New Delhi, Feb 4 (IANS): India's key benchmark equity indices -- S&P BSE Sensex and NSE Nifty50 -- settled marginally in the red on Friday due to continued profit booking after the recent rally.
Also, subdued global cues weighed on the broader market sentiment on Friday.
Thus, Sensex settled at 58,644 points, down 0.2 per cent or 143 points, and Nifty at 17,516 points, down 0.3 per cent or 43 points.
Among the sectoral indices, Nifty realty, PSU bank, media, and auto declined sharply during the session, while Nifty FMCG, IT, and metal rose.
Among the specific stocks, Hero Motocorp, SBI, Mahindra & Mahindra, NTPC, and Eicher Motors were the top losers, while Hindalco, ONGC, Sun Pharma, Asian Paints and Divi's Labs were the top runners.
"The domestic market continued to ride yesterday's downtrend with most sectors barring FMCG and Metal facing sell-off," said Vinod Nair, Head of Research at Geojit Financial Services.
"Western markets also lacked strength as the Bank of England imposed a back-to-back rate hike in yesterday's policy meeting while the dovish ECB acknowledged the risk of rising inflation signalling a rate hike in the future. Wall Street remained highly volatile as a huge sell-off was seen in Meta (Facebook) post its earnings."
According to Rupak De, Senior Technical Analyst at LKP Securities: "Nifty remained volatile throughout the day with a bearish tone. The consolidation may continue in the short term as long as Nifty remains with the bands of 17,400 and 17,800. Any directional breakout in the near term may induce further significant move in the market."

### GOAL OF THE EXERCISE
Can you reproduce the stretch of the market report from "Thus, Sensex settled" through "the top runners." word for word?

### DATA FOR REVIEW
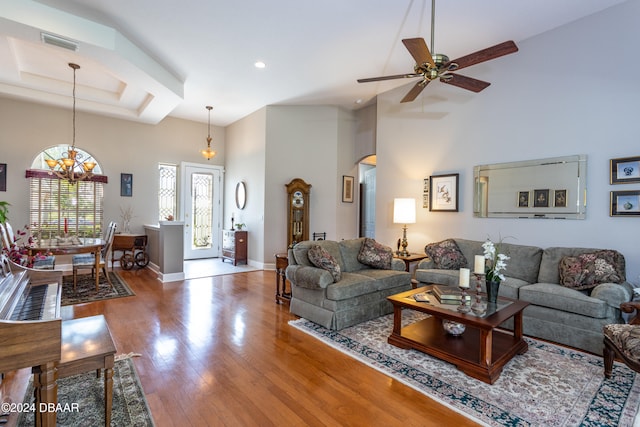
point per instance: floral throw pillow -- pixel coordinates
(446, 255)
(588, 270)
(321, 258)
(375, 254)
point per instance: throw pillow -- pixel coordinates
(586, 271)
(446, 255)
(321, 258)
(375, 254)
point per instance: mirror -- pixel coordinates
(241, 195)
(544, 188)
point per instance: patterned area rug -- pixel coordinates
(547, 386)
(130, 407)
(86, 289)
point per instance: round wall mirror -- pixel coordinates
(241, 195)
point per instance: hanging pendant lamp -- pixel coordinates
(69, 167)
(208, 153)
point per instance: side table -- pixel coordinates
(282, 261)
(411, 258)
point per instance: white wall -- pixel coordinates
(120, 146)
(572, 90)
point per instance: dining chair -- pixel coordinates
(40, 262)
(88, 261)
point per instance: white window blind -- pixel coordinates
(55, 202)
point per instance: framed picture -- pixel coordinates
(347, 189)
(560, 198)
(523, 199)
(126, 185)
(624, 170)
(443, 193)
(625, 203)
(3, 177)
(541, 198)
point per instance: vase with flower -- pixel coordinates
(495, 264)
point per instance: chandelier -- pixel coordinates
(208, 153)
(69, 167)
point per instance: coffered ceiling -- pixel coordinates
(144, 60)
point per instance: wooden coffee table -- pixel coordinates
(480, 352)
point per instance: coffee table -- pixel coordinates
(480, 352)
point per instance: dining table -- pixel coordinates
(70, 245)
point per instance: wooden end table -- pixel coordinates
(480, 352)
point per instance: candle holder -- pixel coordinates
(463, 307)
(478, 307)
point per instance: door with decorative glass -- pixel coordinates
(201, 206)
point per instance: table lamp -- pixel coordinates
(404, 212)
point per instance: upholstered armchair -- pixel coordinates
(623, 340)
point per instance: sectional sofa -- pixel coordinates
(350, 287)
(568, 304)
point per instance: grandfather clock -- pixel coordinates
(298, 211)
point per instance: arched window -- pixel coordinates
(58, 207)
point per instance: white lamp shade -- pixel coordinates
(404, 211)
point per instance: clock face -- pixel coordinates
(298, 199)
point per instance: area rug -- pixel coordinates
(86, 289)
(549, 385)
(130, 407)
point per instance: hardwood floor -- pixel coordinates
(218, 351)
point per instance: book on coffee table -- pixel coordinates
(449, 295)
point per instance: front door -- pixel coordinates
(201, 204)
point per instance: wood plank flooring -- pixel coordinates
(218, 351)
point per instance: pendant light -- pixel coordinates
(208, 153)
(69, 167)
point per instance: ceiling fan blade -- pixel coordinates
(397, 76)
(465, 82)
(419, 50)
(415, 91)
(492, 52)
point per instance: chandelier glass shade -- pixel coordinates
(70, 166)
(208, 153)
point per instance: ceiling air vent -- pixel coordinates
(59, 42)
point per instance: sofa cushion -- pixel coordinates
(551, 257)
(375, 254)
(558, 297)
(588, 270)
(446, 255)
(321, 258)
(349, 250)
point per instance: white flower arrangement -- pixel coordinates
(496, 261)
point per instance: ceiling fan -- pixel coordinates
(433, 66)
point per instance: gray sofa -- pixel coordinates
(360, 295)
(556, 313)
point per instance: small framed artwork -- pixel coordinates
(560, 198)
(443, 193)
(3, 177)
(126, 185)
(425, 193)
(624, 170)
(523, 199)
(347, 189)
(625, 203)
(541, 198)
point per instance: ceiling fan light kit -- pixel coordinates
(431, 66)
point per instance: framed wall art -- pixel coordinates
(559, 198)
(625, 203)
(624, 170)
(523, 199)
(347, 189)
(541, 198)
(126, 185)
(443, 193)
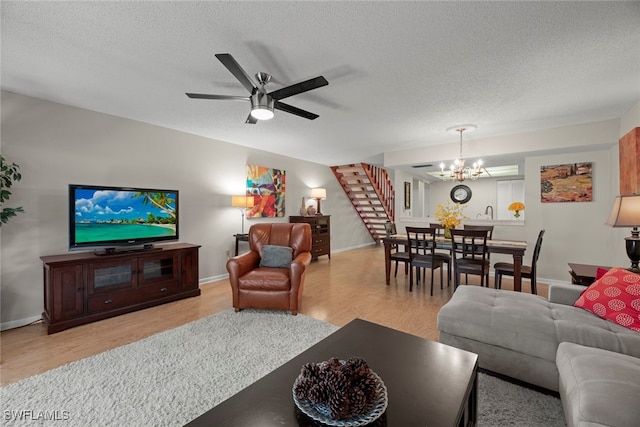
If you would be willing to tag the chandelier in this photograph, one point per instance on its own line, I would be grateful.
(458, 171)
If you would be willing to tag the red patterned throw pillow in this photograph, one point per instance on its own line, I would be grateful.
(614, 297)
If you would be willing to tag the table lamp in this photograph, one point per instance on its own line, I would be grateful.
(626, 213)
(242, 202)
(318, 194)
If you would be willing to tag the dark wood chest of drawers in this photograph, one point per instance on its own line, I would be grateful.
(320, 233)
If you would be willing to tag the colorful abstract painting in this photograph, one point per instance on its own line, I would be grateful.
(566, 183)
(267, 187)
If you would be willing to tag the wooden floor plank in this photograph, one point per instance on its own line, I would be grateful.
(348, 286)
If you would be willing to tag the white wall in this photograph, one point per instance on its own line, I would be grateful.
(56, 145)
(575, 232)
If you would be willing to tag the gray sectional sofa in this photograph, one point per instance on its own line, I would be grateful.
(544, 342)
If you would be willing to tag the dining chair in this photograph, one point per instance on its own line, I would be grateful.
(398, 256)
(445, 256)
(422, 244)
(489, 228)
(470, 254)
(527, 272)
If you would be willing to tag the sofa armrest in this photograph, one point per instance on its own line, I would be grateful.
(561, 293)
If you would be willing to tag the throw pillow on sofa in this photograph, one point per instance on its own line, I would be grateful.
(276, 256)
(614, 297)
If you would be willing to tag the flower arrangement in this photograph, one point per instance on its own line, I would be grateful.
(516, 207)
(450, 216)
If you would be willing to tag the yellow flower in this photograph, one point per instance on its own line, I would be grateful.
(450, 216)
(516, 206)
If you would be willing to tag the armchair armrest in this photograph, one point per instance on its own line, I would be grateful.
(561, 293)
(242, 264)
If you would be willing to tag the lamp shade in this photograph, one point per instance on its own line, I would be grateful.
(241, 202)
(319, 193)
(626, 211)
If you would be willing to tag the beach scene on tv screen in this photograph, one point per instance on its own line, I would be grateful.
(106, 215)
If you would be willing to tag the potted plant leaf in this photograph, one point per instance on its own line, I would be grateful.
(9, 173)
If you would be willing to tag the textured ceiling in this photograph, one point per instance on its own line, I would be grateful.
(399, 73)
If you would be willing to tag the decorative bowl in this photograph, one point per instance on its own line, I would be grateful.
(322, 413)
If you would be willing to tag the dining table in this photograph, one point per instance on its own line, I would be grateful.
(515, 248)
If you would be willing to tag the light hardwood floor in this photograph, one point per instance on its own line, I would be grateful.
(348, 286)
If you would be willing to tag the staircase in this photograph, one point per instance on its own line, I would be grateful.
(371, 193)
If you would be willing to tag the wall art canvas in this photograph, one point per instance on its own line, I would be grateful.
(566, 183)
(267, 187)
(407, 195)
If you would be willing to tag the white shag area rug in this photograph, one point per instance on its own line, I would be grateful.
(172, 377)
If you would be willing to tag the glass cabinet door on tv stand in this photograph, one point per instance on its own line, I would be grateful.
(84, 287)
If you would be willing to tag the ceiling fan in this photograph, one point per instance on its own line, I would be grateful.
(263, 102)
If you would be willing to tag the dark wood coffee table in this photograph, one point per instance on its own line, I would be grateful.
(428, 383)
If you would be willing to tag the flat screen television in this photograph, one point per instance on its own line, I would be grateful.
(110, 217)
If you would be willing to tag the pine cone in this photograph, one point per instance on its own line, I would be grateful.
(356, 362)
(357, 402)
(368, 385)
(339, 405)
(318, 394)
(301, 389)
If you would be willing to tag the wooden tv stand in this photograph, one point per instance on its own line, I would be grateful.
(84, 287)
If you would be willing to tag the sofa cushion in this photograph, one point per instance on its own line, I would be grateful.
(614, 297)
(276, 256)
(598, 387)
(529, 324)
(265, 279)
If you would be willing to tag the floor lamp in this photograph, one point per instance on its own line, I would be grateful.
(318, 194)
(626, 213)
(243, 203)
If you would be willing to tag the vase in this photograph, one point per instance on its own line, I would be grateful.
(447, 232)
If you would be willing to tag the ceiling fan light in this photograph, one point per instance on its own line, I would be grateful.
(261, 113)
(261, 106)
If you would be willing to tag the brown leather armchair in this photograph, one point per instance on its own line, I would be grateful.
(256, 286)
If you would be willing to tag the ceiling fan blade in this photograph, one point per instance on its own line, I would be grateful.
(235, 68)
(297, 88)
(294, 110)
(207, 96)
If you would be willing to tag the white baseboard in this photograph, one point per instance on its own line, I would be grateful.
(12, 324)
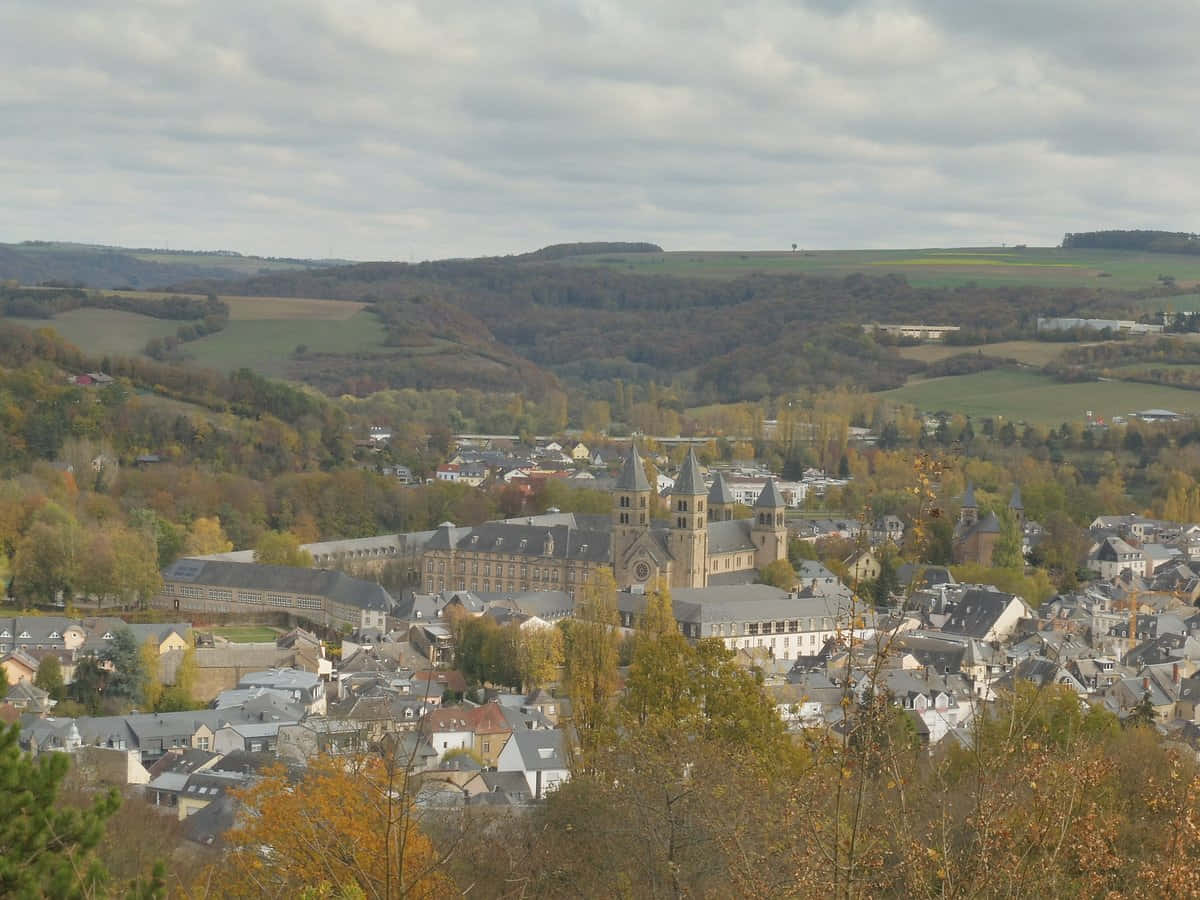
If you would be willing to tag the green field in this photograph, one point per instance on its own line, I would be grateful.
(100, 331)
(267, 345)
(1047, 267)
(247, 634)
(1027, 396)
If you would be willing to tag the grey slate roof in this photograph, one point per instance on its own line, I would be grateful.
(315, 582)
(689, 483)
(532, 540)
(771, 497)
(720, 492)
(725, 537)
(633, 473)
(977, 612)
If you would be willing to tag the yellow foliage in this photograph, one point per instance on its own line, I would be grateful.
(345, 823)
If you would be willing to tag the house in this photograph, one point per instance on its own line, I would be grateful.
(30, 699)
(987, 615)
(18, 666)
(324, 597)
(1114, 556)
(862, 567)
(540, 755)
(449, 729)
(304, 688)
(318, 735)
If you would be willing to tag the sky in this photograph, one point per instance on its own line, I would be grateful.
(376, 130)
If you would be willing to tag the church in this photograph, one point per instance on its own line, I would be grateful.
(701, 544)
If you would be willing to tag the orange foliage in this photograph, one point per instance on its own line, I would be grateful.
(330, 832)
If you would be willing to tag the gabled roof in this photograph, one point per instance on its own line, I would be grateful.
(689, 483)
(771, 497)
(313, 582)
(720, 492)
(633, 473)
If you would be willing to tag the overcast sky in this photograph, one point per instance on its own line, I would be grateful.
(409, 131)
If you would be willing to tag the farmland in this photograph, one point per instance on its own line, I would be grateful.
(101, 331)
(1029, 396)
(1031, 353)
(267, 345)
(1048, 267)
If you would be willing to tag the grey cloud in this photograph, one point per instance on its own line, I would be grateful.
(389, 130)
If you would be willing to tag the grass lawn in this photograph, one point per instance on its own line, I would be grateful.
(928, 268)
(247, 634)
(100, 331)
(1027, 396)
(267, 345)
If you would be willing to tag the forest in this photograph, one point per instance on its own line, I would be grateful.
(1145, 240)
(713, 340)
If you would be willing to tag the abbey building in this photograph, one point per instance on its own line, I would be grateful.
(701, 544)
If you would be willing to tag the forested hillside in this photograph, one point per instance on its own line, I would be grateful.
(1144, 240)
(714, 340)
(108, 268)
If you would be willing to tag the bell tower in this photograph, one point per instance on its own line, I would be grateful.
(630, 510)
(689, 526)
(769, 528)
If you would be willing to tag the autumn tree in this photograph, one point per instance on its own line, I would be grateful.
(281, 549)
(540, 655)
(591, 661)
(207, 537)
(345, 823)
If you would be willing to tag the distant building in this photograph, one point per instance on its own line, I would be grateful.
(323, 597)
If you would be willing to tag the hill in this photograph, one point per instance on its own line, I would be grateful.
(108, 268)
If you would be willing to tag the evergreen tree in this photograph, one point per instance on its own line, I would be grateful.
(49, 677)
(46, 847)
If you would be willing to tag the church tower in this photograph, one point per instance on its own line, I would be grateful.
(689, 527)
(769, 529)
(969, 514)
(630, 510)
(720, 501)
(1017, 507)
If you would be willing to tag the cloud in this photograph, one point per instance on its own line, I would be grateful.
(373, 129)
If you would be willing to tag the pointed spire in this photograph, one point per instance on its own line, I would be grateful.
(688, 481)
(633, 473)
(771, 497)
(720, 493)
(969, 497)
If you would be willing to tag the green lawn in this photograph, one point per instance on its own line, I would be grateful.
(1029, 396)
(247, 634)
(930, 268)
(267, 345)
(100, 331)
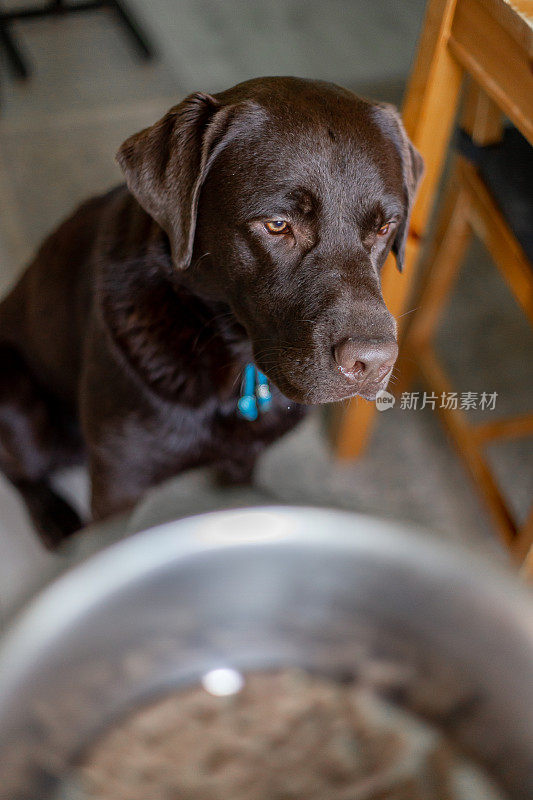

### RESULT FOR THIS TASK
Thus, Sensex settled at 58,644 points, down 0.2 per cent or 143 points, and Nifty at 17,516 points, down 0.3 per cent or 43 points.
Among the sectoral indices, Nifty realty, PSU bank, media, and auto declined sharply during the session, while Nifty FMCG, IT, and metal rose.
Among the specific stocks, Hero Motocorp, SBI, Mahindra & Mahindra, NTPC, and Eicher Motors were the top losers, while Hindalco, ONGC, Sun Pharma, Asian Paints and Divi's Labs were the top runners.